[WORK TO BE COMPLETED] How many lines in the entries below contain the string "rough"? Case matters, and reply with the number alone.

[RECORDS SHOWN]
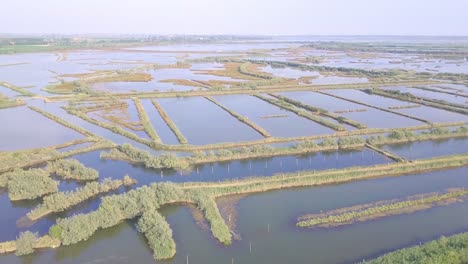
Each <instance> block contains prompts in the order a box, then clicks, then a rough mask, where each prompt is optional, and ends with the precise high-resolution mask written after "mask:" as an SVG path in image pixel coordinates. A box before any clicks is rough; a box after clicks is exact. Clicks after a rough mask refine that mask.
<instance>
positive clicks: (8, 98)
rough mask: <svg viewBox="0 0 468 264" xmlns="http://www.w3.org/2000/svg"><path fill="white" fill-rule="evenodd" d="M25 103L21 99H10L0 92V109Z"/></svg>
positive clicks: (13, 106) (18, 105)
mask: <svg viewBox="0 0 468 264" xmlns="http://www.w3.org/2000/svg"><path fill="white" fill-rule="evenodd" d="M25 104H26V103H25V102H24V101H23V100H20V99H15V100H10V99H9V98H8V97H6V96H4V95H3V94H0V109H2V108H9V107H17V106H22V105H25Z"/></svg>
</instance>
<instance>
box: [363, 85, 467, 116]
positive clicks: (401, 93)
mask: <svg viewBox="0 0 468 264" xmlns="http://www.w3.org/2000/svg"><path fill="white" fill-rule="evenodd" d="M366 91H367V92H368V93H370V94H376V95H380V96H384V97H388V98H393V99H397V100H402V101H407V102H411V103H417V104H422V105H425V106H429V107H434V108H439V109H442V110H447V111H450V112H455V113H460V114H464V115H468V109H466V108H459V107H458V105H457V106H454V104H452V103H448V102H445V101H444V102H442V101H437V100H428V99H423V98H421V97H416V96H414V95H412V94H407V93H391V92H388V91H384V90H381V89H368V90H366Z"/></svg>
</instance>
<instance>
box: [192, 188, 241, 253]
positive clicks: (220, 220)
mask: <svg viewBox="0 0 468 264" xmlns="http://www.w3.org/2000/svg"><path fill="white" fill-rule="evenodd" d="M194 196H195V200H194V202H195V203H196V204H197V207H198V208H199V209H200V210H201V211H202V212H203V213H204V215H205V218H206V220H207V221H208V223H209V224H210V227H211V233H212V234H213V236H214V237H215V238H216V239H218V241H219V242H221V243H223V244H224V245H230V244H231V243H232V235H231V231H230V230H229V227H228V226H227V224H226V222H225V221H224V219H223V217H222V216H221V213H220V212H219V209H218V206H217V205H216V202H215V200H214V199H213V198H212V197H210V196H207V195H203V194H197V195H194Z"/></svg>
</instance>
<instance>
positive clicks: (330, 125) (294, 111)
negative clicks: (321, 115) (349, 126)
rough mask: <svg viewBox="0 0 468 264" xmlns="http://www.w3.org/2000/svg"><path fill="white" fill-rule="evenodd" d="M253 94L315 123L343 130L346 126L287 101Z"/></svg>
mask: <svg viewBox="0 0 468 264" xmlns="http://www.w3.org/2000/svg"><path fill="white" fill-rule="evenodd" d="M255 96H256V97H258V98H260V99H262V100H263V101H265V102H268V103H270V104H272V105H276V106H278V107H280V108H283V109H286V110H288V111H290V112H293V113H295V114H297V115H298V116H302V117H305V118H307V119H309V120H312V121H314V122H316V123H318V124H320V125H323V126H326V127H328V128H331V129H334V130H336V131H345V130H346V128H344V127H343V126H341V125H338V124H336V123H333V122H330V121H329V120H326V119H323V118H321V117H320V116H318V115H316V114H312V113H310V112H308V111H304V110H300V109H299V108H297V107H295V106H294V105H292V104H290V103H287V102H286V101H283V100H276V99H270V98H267V97H265V96H262V95H258V94H257V95H255Z"/></svg>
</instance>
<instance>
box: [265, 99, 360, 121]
mask: <svg viewBox="0 0 468 264" xmlns="http://www.w3.org/2000/svg"><path fill="white" fill-rule="evenodd" d="M269 95H271V96H273V97H276V98H278V99H280V100H283V101H285V102H287V103H290V104H292V105H295V106H297V107H300V108H303V109H306V110H308V111H311V112H313V113H316V114H318V115H324V116H326V117H330V118H333V119H335V120H336V121H338V122H340V123H345V124H348V125H350V126H353V127H355V128H358V129H364V128H367V126H366V125H365V124H361V123H359V122H357V121H354V120H350V119H348V118H346V117H343V116H338V115H335V114H333V113H330V112H329V111H327V110H325V109H322V108H319V107H315V106H311V105H308V104H304V103H302V102H299V101H296V100H294V99H291V98H289V97H286V96H282V95H278V94H269Z"/></svg>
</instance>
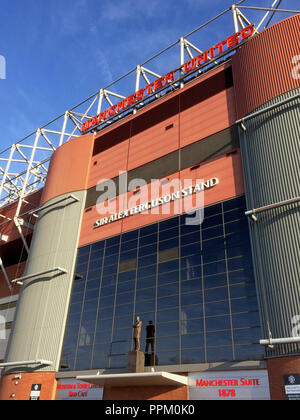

[EXPECTED ANSWER] 3